-- Begin Data --

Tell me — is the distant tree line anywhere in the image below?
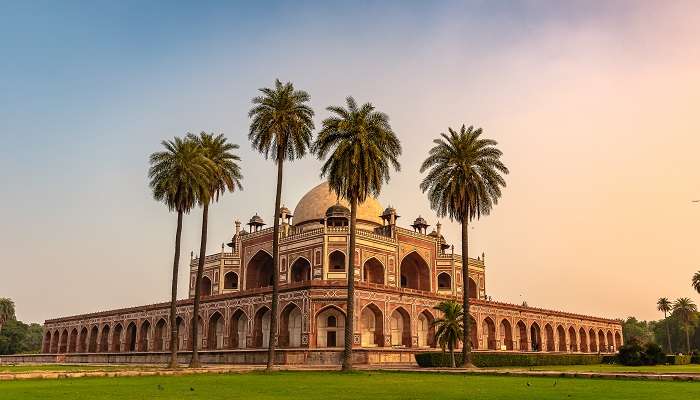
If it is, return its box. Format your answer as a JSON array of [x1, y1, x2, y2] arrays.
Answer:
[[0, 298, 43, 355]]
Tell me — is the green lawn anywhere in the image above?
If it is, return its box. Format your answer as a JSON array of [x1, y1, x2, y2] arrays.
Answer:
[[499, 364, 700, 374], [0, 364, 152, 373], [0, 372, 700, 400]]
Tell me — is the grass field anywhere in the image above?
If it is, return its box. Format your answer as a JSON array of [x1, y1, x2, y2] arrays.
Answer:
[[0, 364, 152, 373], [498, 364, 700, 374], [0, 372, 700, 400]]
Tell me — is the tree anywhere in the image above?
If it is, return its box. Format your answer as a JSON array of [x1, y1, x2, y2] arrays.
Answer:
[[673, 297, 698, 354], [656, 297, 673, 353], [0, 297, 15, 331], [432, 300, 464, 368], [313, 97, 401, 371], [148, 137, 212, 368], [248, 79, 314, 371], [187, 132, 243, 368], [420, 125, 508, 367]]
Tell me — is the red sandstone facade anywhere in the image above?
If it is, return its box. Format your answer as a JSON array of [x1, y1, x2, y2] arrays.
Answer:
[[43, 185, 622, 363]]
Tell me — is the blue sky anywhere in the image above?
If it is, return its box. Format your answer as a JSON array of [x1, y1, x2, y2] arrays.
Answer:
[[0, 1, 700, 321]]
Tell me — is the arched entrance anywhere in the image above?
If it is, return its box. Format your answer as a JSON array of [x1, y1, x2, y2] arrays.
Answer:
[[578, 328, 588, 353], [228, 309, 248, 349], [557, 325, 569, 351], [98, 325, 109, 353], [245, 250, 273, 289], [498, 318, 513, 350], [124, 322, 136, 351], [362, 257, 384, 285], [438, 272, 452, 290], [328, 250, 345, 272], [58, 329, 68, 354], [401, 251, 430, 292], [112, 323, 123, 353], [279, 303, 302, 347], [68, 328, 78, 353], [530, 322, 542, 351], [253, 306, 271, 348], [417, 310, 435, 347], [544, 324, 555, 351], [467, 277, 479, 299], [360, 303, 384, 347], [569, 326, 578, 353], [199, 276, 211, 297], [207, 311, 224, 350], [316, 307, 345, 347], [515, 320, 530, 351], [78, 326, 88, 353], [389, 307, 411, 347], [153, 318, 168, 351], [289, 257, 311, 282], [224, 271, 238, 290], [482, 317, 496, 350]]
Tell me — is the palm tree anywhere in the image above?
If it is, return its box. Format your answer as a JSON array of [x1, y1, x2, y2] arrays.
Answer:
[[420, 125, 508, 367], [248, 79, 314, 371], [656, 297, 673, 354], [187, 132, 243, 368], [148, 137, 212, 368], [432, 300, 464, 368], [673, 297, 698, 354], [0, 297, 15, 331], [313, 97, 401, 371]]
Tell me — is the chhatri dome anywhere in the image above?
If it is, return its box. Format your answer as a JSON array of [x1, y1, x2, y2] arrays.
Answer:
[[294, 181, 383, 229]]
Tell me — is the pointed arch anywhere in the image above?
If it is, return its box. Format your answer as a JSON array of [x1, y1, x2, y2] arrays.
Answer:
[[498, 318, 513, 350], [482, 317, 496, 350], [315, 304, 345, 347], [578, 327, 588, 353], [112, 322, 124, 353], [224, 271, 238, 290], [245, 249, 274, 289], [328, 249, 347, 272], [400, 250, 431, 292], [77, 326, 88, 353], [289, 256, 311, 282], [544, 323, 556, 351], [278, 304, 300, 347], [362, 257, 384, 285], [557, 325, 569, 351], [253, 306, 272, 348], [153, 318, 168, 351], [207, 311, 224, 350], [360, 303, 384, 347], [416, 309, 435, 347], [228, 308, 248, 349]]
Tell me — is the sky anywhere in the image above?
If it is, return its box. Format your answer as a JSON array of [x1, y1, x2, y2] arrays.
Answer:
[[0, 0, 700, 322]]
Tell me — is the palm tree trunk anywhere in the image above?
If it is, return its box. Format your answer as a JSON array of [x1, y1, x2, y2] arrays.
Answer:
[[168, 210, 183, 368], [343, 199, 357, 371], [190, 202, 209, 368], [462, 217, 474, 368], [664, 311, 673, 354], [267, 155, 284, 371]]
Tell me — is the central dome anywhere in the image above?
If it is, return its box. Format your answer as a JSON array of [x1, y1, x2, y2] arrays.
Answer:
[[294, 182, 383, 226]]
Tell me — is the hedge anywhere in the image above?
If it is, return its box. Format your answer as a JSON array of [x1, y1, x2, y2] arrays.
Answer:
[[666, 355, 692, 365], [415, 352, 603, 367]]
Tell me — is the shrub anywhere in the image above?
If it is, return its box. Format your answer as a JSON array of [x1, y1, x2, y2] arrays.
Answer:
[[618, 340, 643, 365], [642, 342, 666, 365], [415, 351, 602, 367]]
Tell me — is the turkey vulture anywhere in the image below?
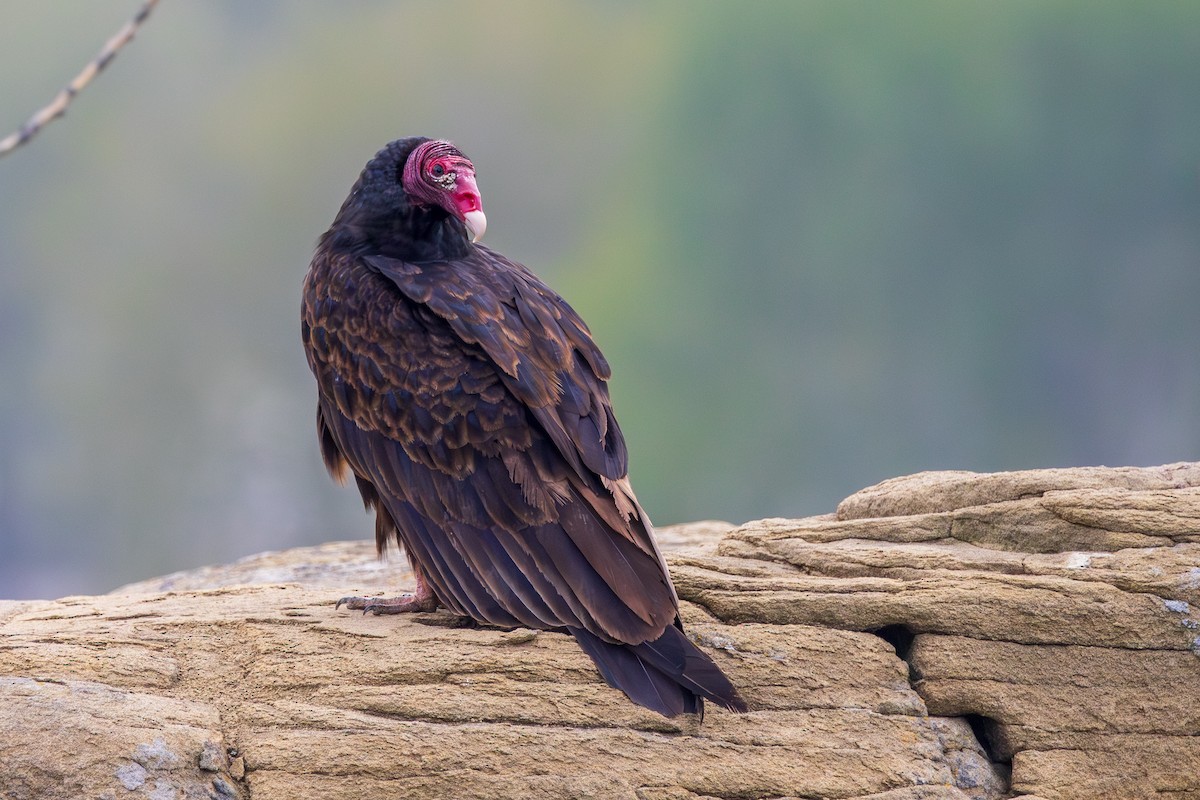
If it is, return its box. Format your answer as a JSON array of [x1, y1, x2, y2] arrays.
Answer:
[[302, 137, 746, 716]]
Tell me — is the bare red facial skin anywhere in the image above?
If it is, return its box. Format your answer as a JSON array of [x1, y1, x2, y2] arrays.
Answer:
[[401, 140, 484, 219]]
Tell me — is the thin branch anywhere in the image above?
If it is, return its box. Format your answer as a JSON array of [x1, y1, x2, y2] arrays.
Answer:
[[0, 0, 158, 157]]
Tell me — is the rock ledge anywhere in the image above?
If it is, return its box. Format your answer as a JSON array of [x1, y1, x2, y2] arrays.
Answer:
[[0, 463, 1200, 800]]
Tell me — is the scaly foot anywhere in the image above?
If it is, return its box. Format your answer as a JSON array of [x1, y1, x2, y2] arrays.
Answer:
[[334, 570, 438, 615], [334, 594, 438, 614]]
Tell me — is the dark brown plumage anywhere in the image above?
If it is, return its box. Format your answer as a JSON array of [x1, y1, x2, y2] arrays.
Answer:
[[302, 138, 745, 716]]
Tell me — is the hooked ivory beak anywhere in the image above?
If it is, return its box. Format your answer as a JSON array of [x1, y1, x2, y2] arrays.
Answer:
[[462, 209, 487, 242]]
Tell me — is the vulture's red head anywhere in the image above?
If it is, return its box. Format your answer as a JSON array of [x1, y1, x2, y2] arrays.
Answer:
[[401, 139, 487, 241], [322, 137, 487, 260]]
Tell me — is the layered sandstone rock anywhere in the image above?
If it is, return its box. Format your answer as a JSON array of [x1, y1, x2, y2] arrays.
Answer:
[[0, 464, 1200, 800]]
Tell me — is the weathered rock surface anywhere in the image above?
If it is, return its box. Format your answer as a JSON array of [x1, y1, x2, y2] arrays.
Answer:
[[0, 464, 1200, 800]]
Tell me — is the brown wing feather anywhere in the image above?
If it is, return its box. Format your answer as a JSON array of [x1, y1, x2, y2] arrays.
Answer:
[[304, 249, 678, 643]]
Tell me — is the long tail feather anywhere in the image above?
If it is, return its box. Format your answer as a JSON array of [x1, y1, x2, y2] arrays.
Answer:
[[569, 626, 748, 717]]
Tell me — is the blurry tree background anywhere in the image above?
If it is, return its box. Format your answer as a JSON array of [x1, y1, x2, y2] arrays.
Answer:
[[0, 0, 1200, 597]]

-- End Data --

> _What is expected_: Extract every line of the material above word for word, leaving out the pictures.

> _Result of this exercise_:
Tell me — is the distant tree line anywhere in the image below?
If it is, return its box. Format your answer as a JSON array of [x1, y1, x2, y2] arrays.
Answer:
[[0, 298, 43, 355]]
Tell me — is the green lawn anywhere in the image above?
If it is, return its box. Format your answer as a JSON array of [x1, y1, x2, y2] arrays.
Answer:
[[499, 364, 700, 374], [0, 364, 152, 373], [0, 372, 700, 400]]
Tell me — is the grass field anywhere in the image above?
If it is, return its box. Format your answer as a JSON array of [x1, y1, x2, y2] arrays.
Answer:
[[0, 364, 152, 373], [498, 364, 700, 374], [0, 372, 700, 400]]
Tell me — is the tree anywhere in the image above?
If it is, return its box. Format your answer as a JSON array of [x1, y1, x2, y2] arrays.
Answer:
[[673, 297, 698, 354], [656, 297, 673, 353], [0, 297, 15, 331], [432, 300, 464, 368], [313, 97, 401, 371], [148, 137, 212, 368], [248, 79, 314, 371], [187, 132, 243, 368], [420, 125, 508, 367]]
Tell me — is the red sandstone facade anywhere in the image above?
If it is, return its box. Format your answer as a JSON array of [x1, y1, x2, y2] arrays.
Answer:
[[43, 185, 622, 363]]
Tell me — is the blue sky anywhere in the image above?
If it is, return its box. Format your answer as a JSON array of [x1, y1, x2, y2] arrays.
Answer:
[[0, 1, 700, 321]]
Tell me — is the arched entrance anywhere in the image above?
If it is, return its box. Format your answer as a JSON array of [x1, y1, x2, y2] arrays.
Answer:
[[578, 328, 588, 353], [228, 309, 248, 349], [557, 325, 569, 351], [98, 325, 109, 353], [245, 250, 273, 289], [498, 318, 513, 350], [124, 322, 136, 351], [362, 257, 384, 285], [438, 272, 452, 290], [328, 250, 345, 272], [58, 329, 68, 354], [401, 251, 430, 292], [112, 323, 123, 353], [279, 303, 302, 347], [68, 328, 78, 353], [530, 322, 542, 351], [253, 306, 271, 348], [417, 310, 435, 347], [544, 324, 555, 351], [467, 277, 479, 299], [360, 303, 384, 347], [569, 326, 578, 353], [199, 276, 211, 297], [207, 311, 224, 350], [316, 307, 345, 347], [515, 320, 530, 351], [78, 326, 88, 353], [389, 307, 411, 347], [153, 318, 168, 351], [289, 257, 311, 282], [224, 271, 238, 290], [482, 317, 496, 350]]
Tell me — is the palm tree anywhere in the image above?
If it is, return its box. Format your answer as a JSON array of [x1, y1, x2, y2] arrays.
Answer:
[[420, 125, 508, 367], [248, 79, 314, 371], [656, 297, 673, 354], [187, 132, 243, 368], [148, 137, 212, 368], [432, 300, 464, 368], [673, 297, 698, 354], [0, 297, 15, 331], [313, 97, 401, 371]]
Tell me — is the chhatri dome anywhere in the image above?
If it is, return its box. Format your answer as a JSON array of [x1, y1, x2, y2] arrays.
Answer:
[[294, 181, 383, 229]]
Tell me — is the pointed arch anywhere in the image above?
If it is, return its box. Format your answer as a JSON array of [x1, y1, x2, y2] arrays.
Answer:
[[498, 318, 513, 350], [482, 317, 496, 350], [315, 304, 345, 347], [578, 327, 588, 353], [112, 322, 124, 353], [224, 271, 238, 290], [245, 249, 274, 289], [328, 249, 347, 272], [400, 250, 431, 292], [77, 326, 88, 353], [289, 256, 311, 282], [544, 323, 556, 351], [278, 304, 300, 347], [362, 257, 384, 285], [557, 325, 569, 351], [253, 306, 272, 348], [153, 318, 168, 351], [207, 311, 224, 350], [360, 303, 384, 347], [416, 309, 435, 347], [228, 308, 248, 349]]
Tell me — is the sky anywhere in the image above?
If it is, return its box. Format your answer as a JSON array of [x1, y1, x2, y2] arrays.
Answer:
[[0, 0, 700, 322]]
Tell me — is the palm tree trunk anywhere in the image above?
If it is, return its box. Format your answer as a JSON array of [x1, y1, x2, y2] arrays.
Answer:
[[168, 210, 183, 368], [343, 199, 357, 371], [190, 202, 209, 368], [462, 217, 474, 368], [664, 311, 673, 354], [267, 155, 284, 371]]
Tell me — is the central dome anywhere in the image above?
If it is, return its box. Format your answer as a JSON array of [x1, y1, x2, y2] arrays.
Answer:
[[294, 182, 383, 226]]
Tell me — is the hedge anywhere in the image above?
If it is, return its box. Format your answer as a JSON array of [x1, y1, x2, y2] arrays.
Answer:
[[666, 355, 692, 365], [415, 352, 603, 367]]
Tell me — is the shrub anywhere in the image above?
If it is, return its box. Format your answer as a JSON array of [x1, y1, x2, y2] arrays.
Answer:
[[618, 340, 643, 365], [642, 342, 666, 365], [415, 351, 602, 367]]
Tell me — is the turkey vulture anywhere in the image below?
If it is, return its box. Format your answer as a JSON array of [x1, y1, x2, y2] arrays.
Answer:
[[302, 137, 746, 716]]
Tell me — is the bare red facial skin anywhere in the image above?
If it is, return its box. Format your answer as a JSON array of [x1, y1, x2, y2] arrays.
Answer:
[[401, 140, 484, 219]]
Tell me — is the thin branch anywhere in the image above?
If it is, return its box. Format your answer as a JSON array of [x1, y1, x2, y2] arrays.
Answer:
[[0, 0, 158, 157]]
Tell me — is the rock ledge anywhere in the image above?
If it is, return its box. Format your answer as a JSON array of [x1, y1, x2, y2] arrays.
Answer:
[[0, 463, 1200, 800]]
Tell me — is the scaly foot anywhere in the image above?
If it is, return its box. Format your answer as a JSON array of [x1, y1, x2, y2] arrays.
Answer:
[[334, 570, 438, 615], [334, 594, 438, 614]]
Tell me — is the dark brown plumage anywhere in the image above?
If it is, return its box. Format your answer as a JSON array of [x1, y1, x2, y2] arrays.
Answer:
[[302, 138, 745, 716]]
Tell me — is the hooked ivory beak anywhere in the image above?
If it is, return its box. Format your answer as a JSON array of [x1, y1, x2, y2] arrays.
Answer:
[[462, 209, 487, 242]]
Tell me — is the vulture's red head anywhere in the image above?
If it is, return its box. Format your answer as a JSON array of [x1, y1, x2, y2] arrays.
Answer:
[[401, 139, 487, 241], [322, 137, 487, 260]]
Tell me — is the layered sandstone rock anywhere in the image above?
If it is, return its box. Format your answer as a JSON array of [x1, y1, x2, y2] arrays.
Answer:
[[0, 464, 1200, 800]]
Tell me — is the weathered rock surface anywhere in the image above?
If it is, return its box. Format your answer as a JSON array of [x1, y1, x2, y2] arrays.
Answer:
[[0, 464, 1200, 800]]
Tell me — is the brown wing feather anywhere in the image above?
If it is, return its box. Format your answer as a JSON array of [x1, y1, x2, y2] arrays.
Answer:
[[304, 249, 678, 643]]
Tell me — is the long tail feather anywhere in the image above?
If it is, return its box. Format your answer as a JSON array of [x1, y1, x2, y2] arrays.
Answer:
[[569, 626, 748, 717]]
Tell me — is the blurry tree background anywhere in the image above?
If it is, return its box. Format your answer as a JSON array of [x1, y1, x2, y2] arrays.
Answer:
[[0, 0, 1200, 597]]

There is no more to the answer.